Top of Material provided

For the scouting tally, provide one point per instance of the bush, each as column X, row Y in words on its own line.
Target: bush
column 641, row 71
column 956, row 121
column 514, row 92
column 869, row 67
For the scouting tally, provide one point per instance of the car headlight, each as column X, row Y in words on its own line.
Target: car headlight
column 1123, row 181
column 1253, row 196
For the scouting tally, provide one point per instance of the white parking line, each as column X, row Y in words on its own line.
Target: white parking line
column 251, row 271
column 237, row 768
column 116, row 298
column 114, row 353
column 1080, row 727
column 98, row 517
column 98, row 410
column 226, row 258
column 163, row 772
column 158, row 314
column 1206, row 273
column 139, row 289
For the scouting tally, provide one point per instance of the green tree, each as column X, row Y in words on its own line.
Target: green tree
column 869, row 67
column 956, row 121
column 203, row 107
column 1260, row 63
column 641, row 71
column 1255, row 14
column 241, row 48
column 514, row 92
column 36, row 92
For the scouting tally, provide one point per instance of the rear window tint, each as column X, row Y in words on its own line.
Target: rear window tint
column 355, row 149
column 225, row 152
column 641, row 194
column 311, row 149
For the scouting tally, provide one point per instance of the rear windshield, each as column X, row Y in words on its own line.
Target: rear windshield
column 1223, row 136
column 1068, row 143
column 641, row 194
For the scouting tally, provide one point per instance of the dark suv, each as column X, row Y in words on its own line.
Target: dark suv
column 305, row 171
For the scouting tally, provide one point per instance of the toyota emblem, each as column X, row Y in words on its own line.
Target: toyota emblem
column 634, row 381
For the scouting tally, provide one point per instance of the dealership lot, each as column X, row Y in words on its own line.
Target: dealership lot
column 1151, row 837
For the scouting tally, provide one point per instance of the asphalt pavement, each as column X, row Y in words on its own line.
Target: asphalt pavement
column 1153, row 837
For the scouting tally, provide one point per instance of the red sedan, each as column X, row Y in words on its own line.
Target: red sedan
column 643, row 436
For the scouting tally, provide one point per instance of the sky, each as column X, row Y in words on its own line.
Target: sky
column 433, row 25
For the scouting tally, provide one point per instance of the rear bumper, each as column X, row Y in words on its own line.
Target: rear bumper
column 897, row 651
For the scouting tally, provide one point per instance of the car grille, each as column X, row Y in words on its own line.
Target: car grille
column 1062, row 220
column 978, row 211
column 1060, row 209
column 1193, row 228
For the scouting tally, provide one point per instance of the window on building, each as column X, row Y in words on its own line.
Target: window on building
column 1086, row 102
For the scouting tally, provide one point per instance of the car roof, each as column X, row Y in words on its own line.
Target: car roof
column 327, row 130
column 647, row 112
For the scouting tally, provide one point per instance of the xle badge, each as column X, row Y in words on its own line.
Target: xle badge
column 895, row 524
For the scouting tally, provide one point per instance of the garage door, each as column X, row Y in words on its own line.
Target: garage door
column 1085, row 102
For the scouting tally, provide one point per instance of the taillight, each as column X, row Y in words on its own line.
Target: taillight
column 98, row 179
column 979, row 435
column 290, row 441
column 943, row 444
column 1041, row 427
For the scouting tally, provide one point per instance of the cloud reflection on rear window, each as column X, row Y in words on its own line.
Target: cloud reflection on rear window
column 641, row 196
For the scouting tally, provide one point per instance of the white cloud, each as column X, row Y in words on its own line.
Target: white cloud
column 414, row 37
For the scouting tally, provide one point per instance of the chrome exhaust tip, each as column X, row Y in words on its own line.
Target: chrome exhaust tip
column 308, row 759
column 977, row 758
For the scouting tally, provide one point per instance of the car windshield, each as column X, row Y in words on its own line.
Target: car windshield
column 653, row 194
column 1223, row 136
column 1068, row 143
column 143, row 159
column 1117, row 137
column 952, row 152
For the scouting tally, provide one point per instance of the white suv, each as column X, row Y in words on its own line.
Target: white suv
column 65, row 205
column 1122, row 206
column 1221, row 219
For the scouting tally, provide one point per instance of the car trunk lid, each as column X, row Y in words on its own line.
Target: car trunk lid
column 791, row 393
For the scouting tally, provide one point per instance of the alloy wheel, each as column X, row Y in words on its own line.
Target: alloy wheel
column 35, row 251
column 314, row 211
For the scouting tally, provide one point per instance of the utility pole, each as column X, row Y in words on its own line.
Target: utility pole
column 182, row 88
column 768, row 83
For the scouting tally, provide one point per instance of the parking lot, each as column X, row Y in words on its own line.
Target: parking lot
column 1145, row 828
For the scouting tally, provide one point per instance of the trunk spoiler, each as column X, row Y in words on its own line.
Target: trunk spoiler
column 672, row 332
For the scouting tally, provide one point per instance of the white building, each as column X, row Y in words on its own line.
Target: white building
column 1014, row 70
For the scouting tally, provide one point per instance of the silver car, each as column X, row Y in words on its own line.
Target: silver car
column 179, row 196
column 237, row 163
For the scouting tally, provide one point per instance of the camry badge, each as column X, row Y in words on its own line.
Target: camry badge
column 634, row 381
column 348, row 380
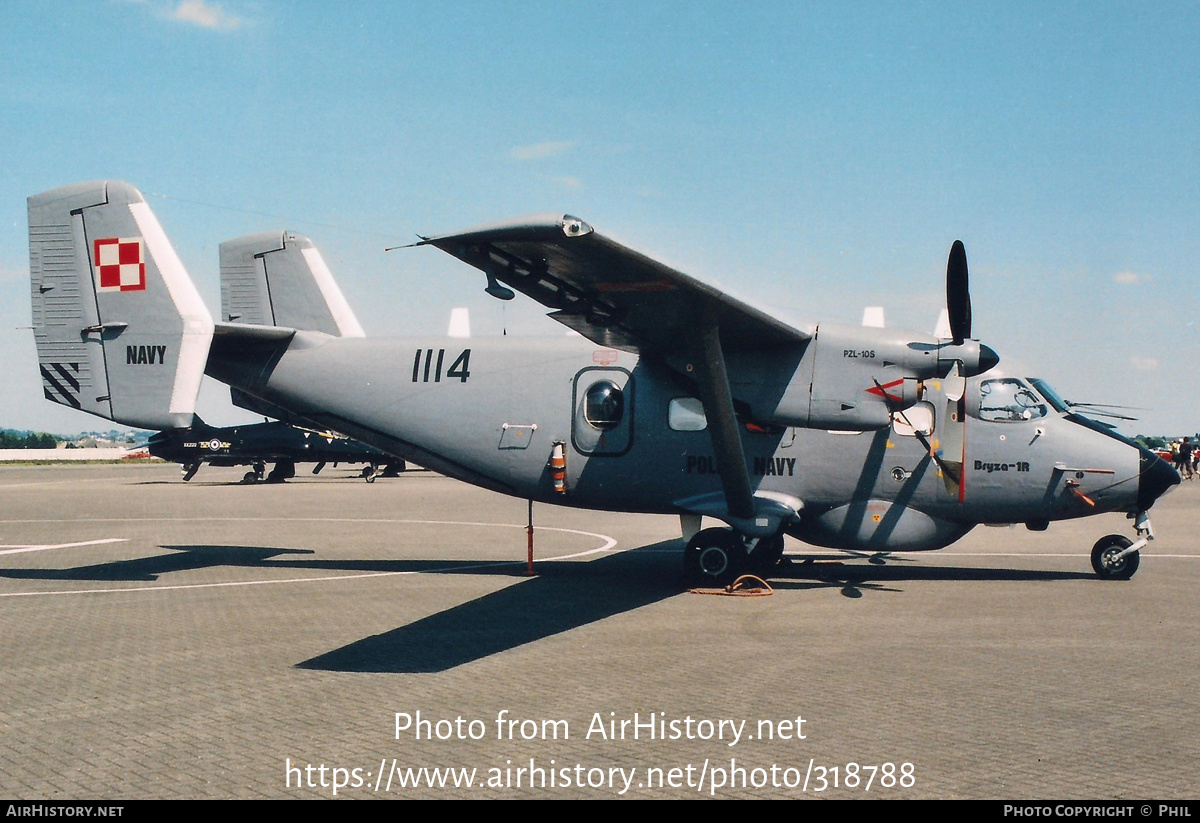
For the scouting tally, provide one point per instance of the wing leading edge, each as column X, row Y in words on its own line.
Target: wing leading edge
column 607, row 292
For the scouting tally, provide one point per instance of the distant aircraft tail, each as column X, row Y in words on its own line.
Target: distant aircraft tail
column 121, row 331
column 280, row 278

Bottom of Material provided

What is expected:
Your answer must be the entries repeated exactly, with no pictures.

Output of the task:
For the scouting tally, provide one point per instance of the bush, each as column X, row Y in words on its own line.
Target: bush
column 641, row 71
column 956, row 121
column 514, row 92
column 869, row 67
For the scouting tally, provide one point per instance of the car headlight, each as column X, row Y in words on its own line.
Target: car headlight
column 1123, row 181
column 1253, row 196
For the scouting tally, provide one point per instance of the white parking line, each as column X, row Y in words on its own line.
Target: white parking line
column 251, row 271
column 237, row 768
column 116, row 298
column 114, row 353
column 1080, row 727
column 98, row 517
column 98, row 410
column 226, row 258
column 163, row 772
column 158, row 314
column 1206, row 273
column 139, row 289
For the scouting tally, provide one point per instance of the green tree, each as column X, row Y in words on its own line.
Target: green tree
column 869, row 67
column 956, row 121
column 203, row 107
column 1260, row 63
column 641, row 71
column 1255, row 14
column 241, row 48
column 514, row 92
column 36, row 92
For the scouting tally, provide one point per instance of the rear window tint, each as column X, row Y in words on its own line.
Target: rear window tint
column 355, row 149
column 225, row 152
column 641, row 194
column 311, row 149
For the scouting tally, provide one point per instance of the rear windshield, each as column X, row Y in words on its own line.
Target: rear windshield
column 1223, row 136
column 1068, row 143
column 641, row 194
For the scouting tally, provide one point per instance of the dark suv, each as column X, row Y in words on its own line.
Target: dark suv
column 305, row 171
For the scouting tally, provide one point per instance of the toyota emblem, each as column X, row Y in words on its own line.
Target: toyota emblem
column 634, row 381
For the scouting tally, provide one point per instance of the dealership lot, each as column X, row Y in words on its own line.
Target: dealership lot
column 1151, row 837
For the scouting tally, provide one point per instance of the asphalt pavement, each as column X, row Y in words on its own line.
Target: asphalt pavement
column 1153, row 837
For the scouting tally, provide one point per instance of the red sedan, each as column X, row Y in words on its own line.
Target: red sedan
column 643, row 436
For the scouting tally, provide one point per instance of the sky, each as column X, row Y in words on its own line.
Target: sky
column 433, row 25
For the scouting tally, provide one point per instance of the rear bumper, each as column X, row Y in words on its own line.
Target: rear bumper
column 897, row 651
For the scouting tally, provide one point per instance of the car grille, each as column X, row Y in words on its own line.
Target: car grille
column 1062, row 220
column 978, row 211
column 1060, row 209
column 1193, row 228
For the scouting tally, provide one point per instance of the window on building, each as column X, row Y in words on its own line.
Target: window on building
column 1086, row 102
For the scouting tally, provide one point per instance of the car roof, each as column X, row Y in words on its own line.
Target: car roof
column 327, row 130
column 647, row 112
For the scouting tally, provide one point per instance of the xle badge, each as column X, row Y in words on its own line.
Target: xle badge
column 895, row 524
For the scouting tally, provide one point per instance of the garage door, each as column X, row Y in words on its own line.
Target: garage door
column 1085, row 102
For the scouting tally, provide one point per instance of the taillight, each as column X, row Y in words on its own line.
Target: taillight
column 98, row 179
column 979, row 435
column 290, row 441
column 943, row 444
column 1041, row 427
For the scouting tally, provide one point per instance of the cloud reflection on rear window, each as column X, row Y in words on its own line.
Target: cloud reflection on rear window
column 641, row 196
For the scouting tally, provide one point per instance of the white cloud, each as column X, row Y in words on its own line.
Target: white cloud
column 414, row 37
For the scouting tally, provide one point per instance of the chrome exhaust tip, each as column X, row Y in words on its own line.
Target: chrome exhaust tip
column 308, row 759
column 977, row 758
For the scouting tally, provide one point per instance of the car windshield, each as column X, row Y in words on its own line.
Target: car windshield
column 653, row 194
column 1223, row 136
column 1068, row 143
column 143, row 159
column 1117, row 137
column 952, row 152
For the scouting tally, provide one point per instance of the white suv, each as column X, row Y in words on its own line.
Target: white suv
column 65, row 205
column 1122, row 206
column 1221, row 219
For the scouting tally, provide one point per instance of the car trunk lid, each as column X, row Y in words on its own line.
Target: car trunk lid
column 791, row 393
For the scouting tally, provide one point per instance of the alloy wheel, each as column X, row Y in words on its own line.
Target: alloy wheel
column 35, row 251
column 314, row 211
For the scouting tally, provide one point per instance of the utility pole, each as column X, row Y in words on its own line.
Target: utility pole
column 182, row 88
column 768, row 83
For the scouting tally, provide one point per instance of the parking lot, each as column X, row Y in words on its own line.
Target: parking lot
column 1145, row 828
For the scouting tally, provide one point per instance of the trunk spoiler, each as column X, row Y in words on its own line.
Target: trunk spoiler
column 672, row 332
For the scouting tally, provide one point per instance of the white building, each as column X, row Y in words on its own line.
Target: white building
column 1014, row 70
For the scouting tally, provide one point per instance of the silver car, each as column X, row Y in words on its own line.
Target: silver car
column 179, row 196
column 237, row 163
For the scouting tally, provide one point per instance of the camry badge, each as column X, row Y in words on its own line.
Target: camry badge
column 634, row 381
column 348, row 380
For the scouting tally, provide one point per instance of the wing leading edge, each as column X, row Y in words on its own line.
Target: wing leading edge
column 607, row 292
For the scouting tally, provide one point per instance of the distant aircraft tail, each as column X, row Y in words on its own line.
Target: distant aircraft tail
column 121, row 331
column 280, row 278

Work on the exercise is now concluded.